— START —

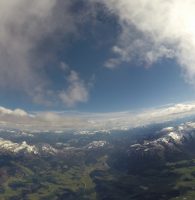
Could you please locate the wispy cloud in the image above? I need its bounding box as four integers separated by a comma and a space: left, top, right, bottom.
101, 0, 195, 84
0, 0, 90, 105
0, 102, 195, 131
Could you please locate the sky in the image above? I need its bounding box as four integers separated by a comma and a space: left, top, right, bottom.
0, 0, 195, 130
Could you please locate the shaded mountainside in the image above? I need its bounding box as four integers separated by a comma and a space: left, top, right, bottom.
0, 122, 195, 200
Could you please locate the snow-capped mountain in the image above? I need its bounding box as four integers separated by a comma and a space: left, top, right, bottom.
128, 122, 195, 157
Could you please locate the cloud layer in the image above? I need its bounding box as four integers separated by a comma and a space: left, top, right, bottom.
0, 0, 88, 106
101, 0, 195, 84
0, 102, 195, 132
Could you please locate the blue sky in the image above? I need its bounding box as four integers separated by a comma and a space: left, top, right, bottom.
0, 0, 195, 112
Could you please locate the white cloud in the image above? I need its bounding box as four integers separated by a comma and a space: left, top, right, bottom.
0, 102, 195, 132
0, 0, 90, 105
101, 0, 195, 84
59, 64, 89, 107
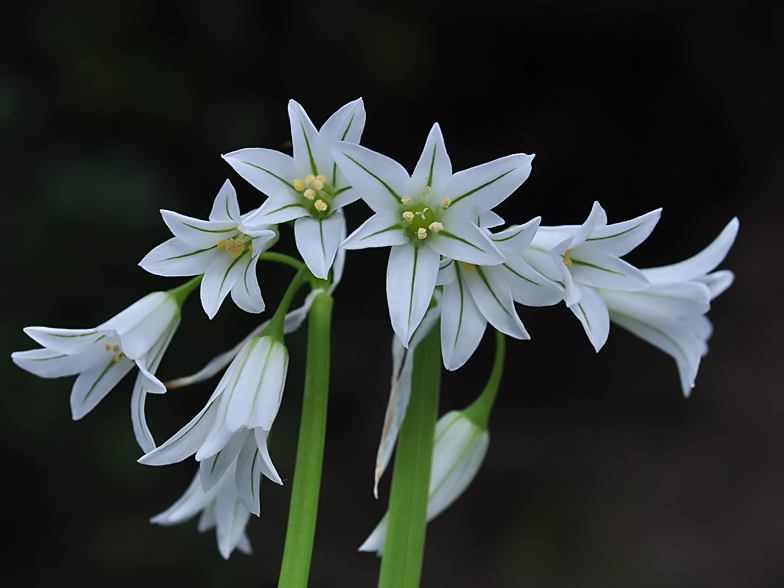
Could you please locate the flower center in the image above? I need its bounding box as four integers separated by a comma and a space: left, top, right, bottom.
292, 174, 335, 218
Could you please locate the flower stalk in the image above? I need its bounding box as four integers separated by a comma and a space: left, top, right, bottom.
379, 328, 441, 588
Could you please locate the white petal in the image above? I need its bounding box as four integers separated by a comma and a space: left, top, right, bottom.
569, 245, 649, 291
332, 142, 411, 212
409, 123, 452, 199
319, 98, 365, 143
161, 210, 237, 251
585, 208, 661, 257
466, 266, 531, 339
222, 148, 295, 196
427, 217, 504, 265
71, 357, 133, 421
342, 210, 408, 249
231, 255, 264, 314
644, 218, 739, 285
294, 210, 346, 280
441, 270, 487, 370
387, 245, 440, 347
289, 100, 332, 182
210, 180, 241, 226
139, 237, 221, 277
199, 251, 251, 319
569, 284, 610, 352
447, 153, 534, 214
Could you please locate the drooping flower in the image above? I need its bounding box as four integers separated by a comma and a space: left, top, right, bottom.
521, 202, 661, 351
359, 411, 490, 555
598, 218, 739, 397
156, 457, 258, 559
139, 335, 288, 515
223, 98, 365, 279
332, 124, 533, 346
11, 290, 184, 451
438, 217, 563, 370
139, 180, 278, 318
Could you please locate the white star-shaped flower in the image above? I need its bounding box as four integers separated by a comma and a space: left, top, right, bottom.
521, 202, 661, 351
139, 180, 278, 318
223, 98, 365, 280
598, 218, 739, 397
333, 124, 533, 346
11, 292, 181, 451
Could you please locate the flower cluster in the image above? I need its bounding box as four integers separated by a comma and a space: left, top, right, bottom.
12, 99, 738, 558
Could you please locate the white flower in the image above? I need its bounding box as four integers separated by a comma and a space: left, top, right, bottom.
438, 217, 563, 370
522, 202, 661, 351
333, 124, 533, 346
599, 218, 739, 397
150, 458, 258, 559
11, 292, 181, 451
223, 98, 365, 280
139, 335, 288, 515
359, 411, 490, 555
139, 180, 277, 318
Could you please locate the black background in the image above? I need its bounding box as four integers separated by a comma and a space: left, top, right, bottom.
0, 0, 784, 587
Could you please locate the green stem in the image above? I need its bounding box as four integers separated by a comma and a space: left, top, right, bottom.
378, 325, 441, 588
278, 291, 332, 588
463, 331, 506, 431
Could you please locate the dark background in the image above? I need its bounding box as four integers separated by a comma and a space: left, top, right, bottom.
0, 0, 784, 587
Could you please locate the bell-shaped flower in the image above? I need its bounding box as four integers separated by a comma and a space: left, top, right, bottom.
11, 290, 184, 451
139, 180, 278, 318
359, 411, 490, 555
522, 202, 661, 351
139, 335, 288, 515
598, 218, 739, 397
155, 457, 258, 559
223, 98, 365, 280
437, 217, 563, 370
332, 124, 533, 346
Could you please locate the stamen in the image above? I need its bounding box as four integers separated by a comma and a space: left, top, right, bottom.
564, 249, 573, 267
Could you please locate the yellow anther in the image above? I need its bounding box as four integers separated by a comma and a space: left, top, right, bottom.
564, 249, 572, 267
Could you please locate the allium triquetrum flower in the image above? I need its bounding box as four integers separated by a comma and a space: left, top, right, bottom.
599, 218, 739, 397
223, 98, 365, 280
139, 180, 278, 318
11, 289, 184, 451
333, 124, 533, 346
522, 202, 661, 351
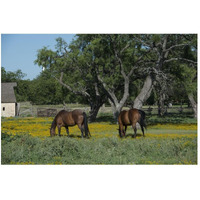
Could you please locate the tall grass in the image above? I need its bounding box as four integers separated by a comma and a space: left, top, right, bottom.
1, 133, 197, 164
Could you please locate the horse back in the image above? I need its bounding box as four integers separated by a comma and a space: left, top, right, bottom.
118, 110, 131, 125
128, 108, 140, 123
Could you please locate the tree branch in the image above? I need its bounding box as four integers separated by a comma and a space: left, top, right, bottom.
164, 58, 197, 64
52, 72, 90, 97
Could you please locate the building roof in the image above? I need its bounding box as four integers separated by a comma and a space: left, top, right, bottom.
1, 83, 17, 103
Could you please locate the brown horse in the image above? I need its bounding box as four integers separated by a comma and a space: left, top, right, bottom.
118, 108, 146, 138
50, 109, 91, 138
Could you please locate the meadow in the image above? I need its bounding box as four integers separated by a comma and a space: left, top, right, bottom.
1, 115, 197, 165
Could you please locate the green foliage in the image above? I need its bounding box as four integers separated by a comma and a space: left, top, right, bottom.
1, 133, 197, 164
1, 67, 26, 83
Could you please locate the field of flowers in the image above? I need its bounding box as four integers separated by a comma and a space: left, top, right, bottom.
1, 117, 197, 164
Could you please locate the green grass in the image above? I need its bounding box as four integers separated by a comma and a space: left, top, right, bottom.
1, 133, 197, 164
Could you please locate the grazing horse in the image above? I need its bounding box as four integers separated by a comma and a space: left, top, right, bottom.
50, 109, 91, 138
118, 108, 146, 138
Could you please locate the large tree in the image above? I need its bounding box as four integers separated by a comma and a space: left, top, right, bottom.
35, 38, 106, 121
134, 34, 196, 115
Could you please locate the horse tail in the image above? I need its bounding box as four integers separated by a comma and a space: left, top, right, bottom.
138, 110, 147, 129
83, 112, 91, 137
50, 116, 57, 136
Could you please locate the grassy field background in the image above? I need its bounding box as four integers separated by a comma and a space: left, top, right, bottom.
1, 108, 197, 165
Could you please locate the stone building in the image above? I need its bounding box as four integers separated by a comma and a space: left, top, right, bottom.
1, 83, 17, 117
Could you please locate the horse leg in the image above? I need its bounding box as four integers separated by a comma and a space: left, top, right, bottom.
119, 124, 124, 137
141, 125, 145, 137
65, 126, 69, 137
124, 125, 127, 136
58, 126, 61, 136
78, 124, 84, 138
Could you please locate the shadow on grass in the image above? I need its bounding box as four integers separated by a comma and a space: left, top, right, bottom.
125, 133, 143, 139
92, 113, 197, 126
95, 113, 116, 124
55, 134, 90, 139
146, 113, 197, 126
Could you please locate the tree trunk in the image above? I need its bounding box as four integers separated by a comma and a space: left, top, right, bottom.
158, 93, 166, 116
89, 101, 103, 122
188, 93, 197, 118
133, 75, 153, 109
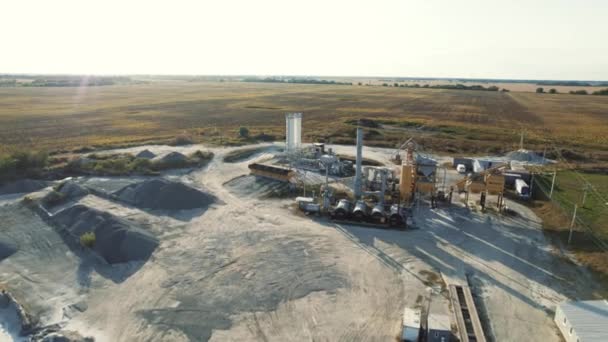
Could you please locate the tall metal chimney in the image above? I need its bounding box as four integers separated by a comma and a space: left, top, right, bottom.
355, 127, 363, 199
285, 113, 302, 152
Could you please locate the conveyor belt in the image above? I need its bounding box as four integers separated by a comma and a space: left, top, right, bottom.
449, 285, 486, 342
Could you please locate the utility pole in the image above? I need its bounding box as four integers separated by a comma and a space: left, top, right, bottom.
549, 170, 557, 199
530, 174, 534, 199
543, 146, 547, 165
581, 184, 589, 208
568, 204, 578, 245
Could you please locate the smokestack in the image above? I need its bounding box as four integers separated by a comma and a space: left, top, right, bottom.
355, 127, 363, 199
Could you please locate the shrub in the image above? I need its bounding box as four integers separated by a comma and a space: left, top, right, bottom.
80, 232, 95, 248
169, 134, 194, 146
239, 126, 249, 138
43, 190, 65, 207
570, 90, 588, 95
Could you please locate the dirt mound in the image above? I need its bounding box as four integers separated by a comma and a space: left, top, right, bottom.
53, 204, 158, 264
155, 152, 188, 163
0, 241, 17, 261
224, 175, 291, 198
135, 150, 156, 159
0, 179, 48, 195
114, 179, 215, 210
59, 181, 89, 198
42, 181, 89, 207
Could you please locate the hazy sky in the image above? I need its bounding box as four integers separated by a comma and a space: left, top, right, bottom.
0, 0, 608, 80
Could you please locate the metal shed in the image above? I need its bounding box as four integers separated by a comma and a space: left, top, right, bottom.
426, 313, 452, 342
401, 308, 422, 342
555, 300, 608, 342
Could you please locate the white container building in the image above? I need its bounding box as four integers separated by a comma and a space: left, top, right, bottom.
555, 300, 608, 342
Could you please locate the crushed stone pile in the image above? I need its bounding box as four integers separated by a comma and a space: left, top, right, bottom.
0, 289, 34, 335
0, 179, 49, 195
42, 181, 89, 208
507, 150, 545, 164
0, 241, 17, 261
114, 179, 215, 210
53, 204, 158, 264
59, 181, 89, 198
135, 150, 156, 159
154, 152, 188, 163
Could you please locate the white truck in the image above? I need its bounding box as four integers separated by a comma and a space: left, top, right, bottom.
515, 178, 530, 199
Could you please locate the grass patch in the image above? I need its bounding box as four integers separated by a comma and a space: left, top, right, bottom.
65, 150, 213, 176
0, 80, 608, 153
80, 232, 96, 248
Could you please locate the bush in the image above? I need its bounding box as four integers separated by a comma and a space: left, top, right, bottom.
80, 232, 95, 248
570, 90, 588, 95
593, 88, 608, 95
42, 190, 65, 207
169, 134, 194, 146
239, 126, 249, 138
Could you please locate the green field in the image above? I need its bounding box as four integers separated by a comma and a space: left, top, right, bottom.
539, 170, 608, 243
0, 80, 608, 153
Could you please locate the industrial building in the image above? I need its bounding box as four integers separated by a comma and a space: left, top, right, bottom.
401, 308, 422, 342
426, 313, 452, 342
555, 299, 608, 342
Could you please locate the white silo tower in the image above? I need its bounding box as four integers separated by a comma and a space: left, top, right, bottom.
285, 113, 302, 153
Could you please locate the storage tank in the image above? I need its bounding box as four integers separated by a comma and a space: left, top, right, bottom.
353, 201, 368, 220
334, 199, 351, 219
388, 204, 405, 226
515, 179, 530, 199
372, 203, 384, 222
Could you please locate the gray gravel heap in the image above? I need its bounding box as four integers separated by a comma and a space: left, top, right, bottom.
53, 204, 158, 264
114, 179, 215, 210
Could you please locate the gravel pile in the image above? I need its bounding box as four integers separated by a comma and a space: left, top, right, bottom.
0, 179, 48, 195
135, 150, 156, 159
42, 181, 89, 208
114, 179, 215, 210
154, 152, 188, 164
59, 181, 89, 199
53, 204, 158, 264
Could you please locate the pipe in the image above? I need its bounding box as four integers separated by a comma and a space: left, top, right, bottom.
355, 127, 363, 199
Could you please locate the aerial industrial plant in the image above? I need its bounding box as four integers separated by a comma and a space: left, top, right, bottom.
0, 107, 603, 341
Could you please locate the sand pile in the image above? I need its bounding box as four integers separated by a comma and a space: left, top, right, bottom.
0, 241, 17, 261
53, 204, 158, 264
154, 152, 188, 164
135, 150, 156, 159
59, 181, 89, 198
114, 179, 215, 210
0, 179, 48, 195
42, 181, 89, 207
507, 150, 545, 164
0, 290, 34, 335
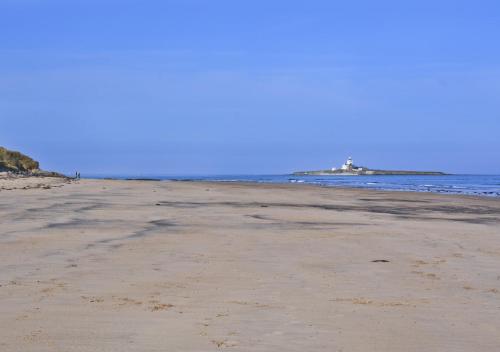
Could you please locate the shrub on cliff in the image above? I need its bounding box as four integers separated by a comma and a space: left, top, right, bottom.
0, 147, 40, 172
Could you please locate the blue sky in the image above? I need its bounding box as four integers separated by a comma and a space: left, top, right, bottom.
0, 0, 500, 174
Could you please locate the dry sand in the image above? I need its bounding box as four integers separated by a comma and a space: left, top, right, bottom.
0, 179, 500, 352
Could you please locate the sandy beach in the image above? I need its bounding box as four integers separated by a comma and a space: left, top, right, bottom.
0, 178, 500, 352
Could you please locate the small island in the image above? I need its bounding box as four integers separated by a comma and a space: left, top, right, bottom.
293, 157, 447, 176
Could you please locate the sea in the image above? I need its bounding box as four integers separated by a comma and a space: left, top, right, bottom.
87, 175, 500, 197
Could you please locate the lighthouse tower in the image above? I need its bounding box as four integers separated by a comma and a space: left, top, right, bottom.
341, 157, 352, 171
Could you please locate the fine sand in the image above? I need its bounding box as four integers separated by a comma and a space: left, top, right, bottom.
0, 178, 500, 352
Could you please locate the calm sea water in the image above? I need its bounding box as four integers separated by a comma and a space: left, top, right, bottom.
90, 175, 500, 197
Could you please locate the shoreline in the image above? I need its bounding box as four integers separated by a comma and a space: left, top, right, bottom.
0, 175, 500, 201
0, 179, 500, 352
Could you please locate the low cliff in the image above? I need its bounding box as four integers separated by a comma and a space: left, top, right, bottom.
0, 147, 40, 172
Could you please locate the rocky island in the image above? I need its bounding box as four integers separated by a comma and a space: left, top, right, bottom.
293, 157, 446, 176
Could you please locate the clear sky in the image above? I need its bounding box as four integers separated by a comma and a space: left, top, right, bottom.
0, 0, 500, 175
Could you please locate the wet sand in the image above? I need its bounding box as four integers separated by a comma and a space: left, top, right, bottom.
0, 179, 500, 352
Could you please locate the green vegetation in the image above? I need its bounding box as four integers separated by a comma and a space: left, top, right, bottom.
0, 147, 40, 172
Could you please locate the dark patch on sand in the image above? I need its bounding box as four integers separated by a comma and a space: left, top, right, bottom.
86, 219, 178, 249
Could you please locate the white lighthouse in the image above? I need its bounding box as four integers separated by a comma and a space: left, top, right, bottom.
341, 157, 352, 171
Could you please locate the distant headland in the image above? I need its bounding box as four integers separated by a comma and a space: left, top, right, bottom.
0, 147, 65, 177
293, 157, 447, 176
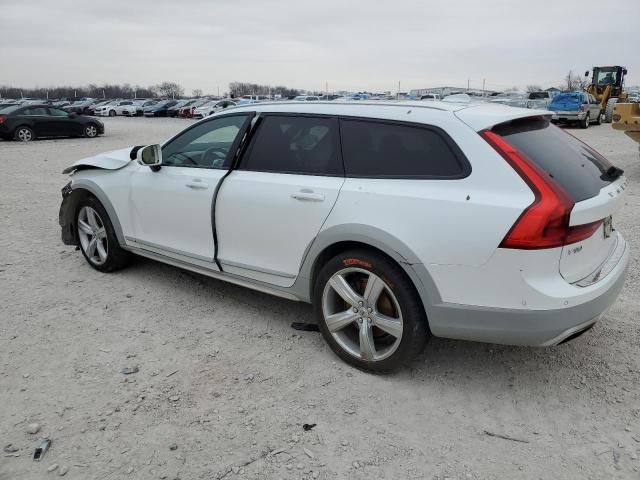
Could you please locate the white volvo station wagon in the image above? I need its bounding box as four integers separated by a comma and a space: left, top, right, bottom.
60, 102, 629, 371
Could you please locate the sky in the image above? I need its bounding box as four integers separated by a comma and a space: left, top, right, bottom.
0, 0, 640, 94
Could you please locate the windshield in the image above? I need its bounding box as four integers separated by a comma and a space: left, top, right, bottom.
0, 105, 22, 113
596, 68, 618, 85
553, 93, 582, 103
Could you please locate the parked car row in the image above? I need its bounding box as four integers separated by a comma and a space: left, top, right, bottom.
0, 104, 104, 142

— END —

Only the lines from the one containing "Could you please locate the distant" through the end of the listing are to be quoted, exactly and with both ends included; pictures are left out.

• Result of this task:
Could you please locate the distant headland in the image above? I need its bounding box as four integers separated by a comma and a space: left, top, right, bottom.
0, 147, 65, 177
293, 157, 447, 176
Could you please locate the white volvo station wagon in the image above? I need its bounding box as four integers separated by a comma and a space: left, top, right, bottom.
60, 102, 629, 371
Could you please locate the sky in the image above? I need its bounding box as four integers separated by a comma and a space: left, top, right, bottom.
0, 0, 640, 94
Could you please locate the windshield in the image above? I need its bounding box as four integers separated by a comma and a space: left, top, right, bottom.
0, 105, 22, 113
596, 68, 618, 85
553, 93, 582, 103
Could you please locate the parked car row in the image above? I need its bounding box as four integers separated by a comma and a space: left, top, right, bottom.
0, 104, 104, 142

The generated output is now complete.